Problem ▸ In the records below, find the line containing "Each instance of the player's bare"; give it again exactly, along with every line that follows, and nothing else.

Extracted entries ▸
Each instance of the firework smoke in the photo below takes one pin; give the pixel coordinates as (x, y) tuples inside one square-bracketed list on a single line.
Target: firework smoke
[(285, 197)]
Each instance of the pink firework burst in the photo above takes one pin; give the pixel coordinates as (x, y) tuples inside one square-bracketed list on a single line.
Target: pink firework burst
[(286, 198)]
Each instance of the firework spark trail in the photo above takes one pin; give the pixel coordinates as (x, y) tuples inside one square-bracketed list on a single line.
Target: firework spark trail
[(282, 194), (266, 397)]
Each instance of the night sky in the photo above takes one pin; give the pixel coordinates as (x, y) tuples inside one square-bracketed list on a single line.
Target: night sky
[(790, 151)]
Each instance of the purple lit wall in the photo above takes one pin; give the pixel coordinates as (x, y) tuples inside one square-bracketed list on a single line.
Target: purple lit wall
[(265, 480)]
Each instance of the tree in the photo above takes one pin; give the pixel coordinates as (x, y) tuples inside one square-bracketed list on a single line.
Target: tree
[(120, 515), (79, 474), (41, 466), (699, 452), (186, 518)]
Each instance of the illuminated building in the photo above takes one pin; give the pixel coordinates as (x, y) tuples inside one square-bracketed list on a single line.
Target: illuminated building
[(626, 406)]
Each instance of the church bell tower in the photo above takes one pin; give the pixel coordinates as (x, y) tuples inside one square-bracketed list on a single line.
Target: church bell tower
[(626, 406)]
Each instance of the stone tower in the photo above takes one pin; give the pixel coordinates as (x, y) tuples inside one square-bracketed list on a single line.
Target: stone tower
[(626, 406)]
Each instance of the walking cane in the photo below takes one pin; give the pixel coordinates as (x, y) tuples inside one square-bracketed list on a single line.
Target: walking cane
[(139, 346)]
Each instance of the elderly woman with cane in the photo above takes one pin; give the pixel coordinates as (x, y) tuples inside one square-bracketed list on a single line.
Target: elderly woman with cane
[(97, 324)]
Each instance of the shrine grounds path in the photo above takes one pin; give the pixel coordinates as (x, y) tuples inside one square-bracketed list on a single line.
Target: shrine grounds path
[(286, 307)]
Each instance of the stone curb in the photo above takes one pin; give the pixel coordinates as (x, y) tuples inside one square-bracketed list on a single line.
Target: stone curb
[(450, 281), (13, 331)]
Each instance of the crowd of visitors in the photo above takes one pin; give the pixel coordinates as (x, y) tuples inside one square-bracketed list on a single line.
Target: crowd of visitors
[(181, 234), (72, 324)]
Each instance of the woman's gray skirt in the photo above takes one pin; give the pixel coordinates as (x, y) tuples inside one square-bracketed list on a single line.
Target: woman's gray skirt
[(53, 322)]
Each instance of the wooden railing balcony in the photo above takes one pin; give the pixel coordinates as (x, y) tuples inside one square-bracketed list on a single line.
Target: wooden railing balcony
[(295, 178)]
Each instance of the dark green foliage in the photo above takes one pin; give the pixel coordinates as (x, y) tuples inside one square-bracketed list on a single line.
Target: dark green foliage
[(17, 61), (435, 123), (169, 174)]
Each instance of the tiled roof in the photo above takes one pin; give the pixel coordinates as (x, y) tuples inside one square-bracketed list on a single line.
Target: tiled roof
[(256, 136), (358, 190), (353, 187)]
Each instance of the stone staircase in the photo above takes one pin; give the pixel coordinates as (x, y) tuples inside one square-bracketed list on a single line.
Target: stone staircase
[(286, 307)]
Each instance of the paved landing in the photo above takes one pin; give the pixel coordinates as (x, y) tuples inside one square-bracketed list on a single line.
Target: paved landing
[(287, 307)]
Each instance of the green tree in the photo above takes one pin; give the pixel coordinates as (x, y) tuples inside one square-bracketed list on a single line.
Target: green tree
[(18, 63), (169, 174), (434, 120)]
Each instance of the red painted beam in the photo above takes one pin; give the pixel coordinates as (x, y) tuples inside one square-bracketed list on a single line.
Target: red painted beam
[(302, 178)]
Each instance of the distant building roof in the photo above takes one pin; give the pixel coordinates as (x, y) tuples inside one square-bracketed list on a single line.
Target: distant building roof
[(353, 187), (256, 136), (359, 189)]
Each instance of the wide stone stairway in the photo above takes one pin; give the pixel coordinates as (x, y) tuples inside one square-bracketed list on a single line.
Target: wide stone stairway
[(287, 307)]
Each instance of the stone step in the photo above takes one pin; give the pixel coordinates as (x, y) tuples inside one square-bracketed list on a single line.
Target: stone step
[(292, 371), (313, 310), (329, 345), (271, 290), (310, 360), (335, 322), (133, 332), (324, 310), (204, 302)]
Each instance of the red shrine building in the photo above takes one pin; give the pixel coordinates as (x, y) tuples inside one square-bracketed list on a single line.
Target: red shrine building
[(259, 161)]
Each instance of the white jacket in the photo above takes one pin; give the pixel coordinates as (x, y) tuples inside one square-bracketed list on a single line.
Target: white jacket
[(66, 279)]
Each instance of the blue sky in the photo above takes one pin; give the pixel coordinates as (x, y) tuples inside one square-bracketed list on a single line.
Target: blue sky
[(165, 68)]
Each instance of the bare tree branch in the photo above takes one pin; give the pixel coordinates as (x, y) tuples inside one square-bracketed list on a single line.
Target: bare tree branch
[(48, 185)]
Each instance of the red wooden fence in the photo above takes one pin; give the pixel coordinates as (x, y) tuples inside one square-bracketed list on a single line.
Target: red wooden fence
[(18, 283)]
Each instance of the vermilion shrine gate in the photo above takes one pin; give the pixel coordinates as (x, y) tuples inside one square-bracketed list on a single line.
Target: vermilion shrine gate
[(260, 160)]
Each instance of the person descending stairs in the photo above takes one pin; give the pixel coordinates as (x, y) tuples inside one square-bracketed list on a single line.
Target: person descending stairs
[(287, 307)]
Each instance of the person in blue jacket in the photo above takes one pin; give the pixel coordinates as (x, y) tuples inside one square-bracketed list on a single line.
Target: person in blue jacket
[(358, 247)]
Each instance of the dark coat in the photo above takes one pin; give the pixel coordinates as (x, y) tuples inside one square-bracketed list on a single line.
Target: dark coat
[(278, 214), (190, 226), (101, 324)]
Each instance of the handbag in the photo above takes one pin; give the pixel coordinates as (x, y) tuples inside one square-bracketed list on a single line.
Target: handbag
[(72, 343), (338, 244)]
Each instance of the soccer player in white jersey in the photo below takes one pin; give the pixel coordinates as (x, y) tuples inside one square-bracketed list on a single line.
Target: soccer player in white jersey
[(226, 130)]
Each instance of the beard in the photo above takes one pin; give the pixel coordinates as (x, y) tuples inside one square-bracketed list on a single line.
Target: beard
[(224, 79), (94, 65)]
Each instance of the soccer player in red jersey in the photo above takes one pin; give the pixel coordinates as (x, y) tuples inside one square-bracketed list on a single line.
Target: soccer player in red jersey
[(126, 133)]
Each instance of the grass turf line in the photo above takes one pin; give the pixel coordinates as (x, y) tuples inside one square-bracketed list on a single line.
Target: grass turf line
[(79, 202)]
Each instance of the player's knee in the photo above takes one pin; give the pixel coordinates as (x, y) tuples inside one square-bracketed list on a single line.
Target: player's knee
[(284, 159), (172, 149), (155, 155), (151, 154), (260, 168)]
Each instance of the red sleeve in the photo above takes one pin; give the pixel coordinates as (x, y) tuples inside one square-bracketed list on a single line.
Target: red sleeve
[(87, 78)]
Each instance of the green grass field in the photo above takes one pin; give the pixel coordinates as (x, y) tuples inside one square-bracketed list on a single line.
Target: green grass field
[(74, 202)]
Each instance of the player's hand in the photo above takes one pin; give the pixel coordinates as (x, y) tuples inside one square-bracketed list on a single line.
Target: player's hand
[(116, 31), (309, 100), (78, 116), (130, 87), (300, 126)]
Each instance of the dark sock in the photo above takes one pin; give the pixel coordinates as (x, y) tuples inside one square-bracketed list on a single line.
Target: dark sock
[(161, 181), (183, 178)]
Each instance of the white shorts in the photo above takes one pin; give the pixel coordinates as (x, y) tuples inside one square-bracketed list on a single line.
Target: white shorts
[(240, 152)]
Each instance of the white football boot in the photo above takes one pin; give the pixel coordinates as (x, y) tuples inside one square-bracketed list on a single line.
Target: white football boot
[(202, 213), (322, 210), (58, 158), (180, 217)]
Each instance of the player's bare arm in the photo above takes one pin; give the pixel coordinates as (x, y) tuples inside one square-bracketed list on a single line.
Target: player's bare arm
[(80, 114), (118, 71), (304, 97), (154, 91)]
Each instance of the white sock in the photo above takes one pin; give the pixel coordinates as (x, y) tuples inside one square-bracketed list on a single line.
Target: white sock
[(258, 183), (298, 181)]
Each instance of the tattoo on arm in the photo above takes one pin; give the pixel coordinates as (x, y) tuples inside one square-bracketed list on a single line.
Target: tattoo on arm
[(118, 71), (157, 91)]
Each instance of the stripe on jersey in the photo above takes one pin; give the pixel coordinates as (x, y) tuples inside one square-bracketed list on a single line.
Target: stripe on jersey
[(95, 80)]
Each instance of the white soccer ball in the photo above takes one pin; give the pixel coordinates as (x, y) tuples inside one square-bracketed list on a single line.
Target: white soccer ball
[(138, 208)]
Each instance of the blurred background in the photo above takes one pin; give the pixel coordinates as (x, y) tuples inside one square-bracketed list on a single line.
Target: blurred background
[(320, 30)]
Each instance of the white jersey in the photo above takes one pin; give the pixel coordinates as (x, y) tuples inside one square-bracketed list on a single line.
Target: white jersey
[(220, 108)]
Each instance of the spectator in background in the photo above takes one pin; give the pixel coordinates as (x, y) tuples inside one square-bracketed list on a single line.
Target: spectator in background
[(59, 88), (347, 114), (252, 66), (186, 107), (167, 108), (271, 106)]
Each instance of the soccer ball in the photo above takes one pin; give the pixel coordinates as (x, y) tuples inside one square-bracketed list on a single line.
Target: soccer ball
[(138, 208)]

Task result ▸
Each instance of the player's bare arm in the photo above takes one pin; give the pixel coordinates as (x, y) tuples inside one square-bracketed list on a single line.
Target: player's bare arm
[(80, 114), (118, 71), (304, 97), (154, 91)]
Each instance of the white sock in the photo above takes one pin; give the pixel coordinates as (x, y) tuples inside one square-bracketed list on a single line.
Target: white sock
[(258, 183), (298, 181)]
Each instance of the tattoo on arm in the photo above takes one pin; give the pixel coordinates as (x, y) tuples inside one square-bracketed list on a single line.
Target: tattoo on arm
[(118, 71), (157, 91)]
Each instance of the stripe on jersey in the photo above takes one pin; give the pixel coordinates as (x, y) tuples inside one square-bracketed list on a single line.
Target: stripe on jersey
[(95, 80)]
Each instance of the white soccer ball in the photo above takes one pin; give the pixel coordinates as (x, y) tuples inside one square-bracketed list on a single line.
Target: white soccer ball
[(138, 208)]
Each instance of the blurred background in the photo above takes one pin; give the pixel coordinates as (x, y) tuples inside one square-bracketed list on a single line.
Target: blurred background
[(320, 30)]
Each instance of the white jersey in the photo above takes one pin; give the pixel coordinates as (x, y) tuples inside one square-bracketed list on a single line.
Target: white jersey
[(220, 108)]
Each instance of the spectator in background in the photo above takes one pin; give the pixel coordinates as (x, y) tuples inside one square-bracketed list on a single line.
Target: spectator in background
[(59, 88), (347, 114), (252, 66), (186, 107), (167, 108), (271, 106)]
Each instance of the soccer ball in the photo above takes one pin; give the pixel coordinates as (x, y) tuples inside one square-bracketed list on a single line.
Target: soccer ball
[(138, 208)]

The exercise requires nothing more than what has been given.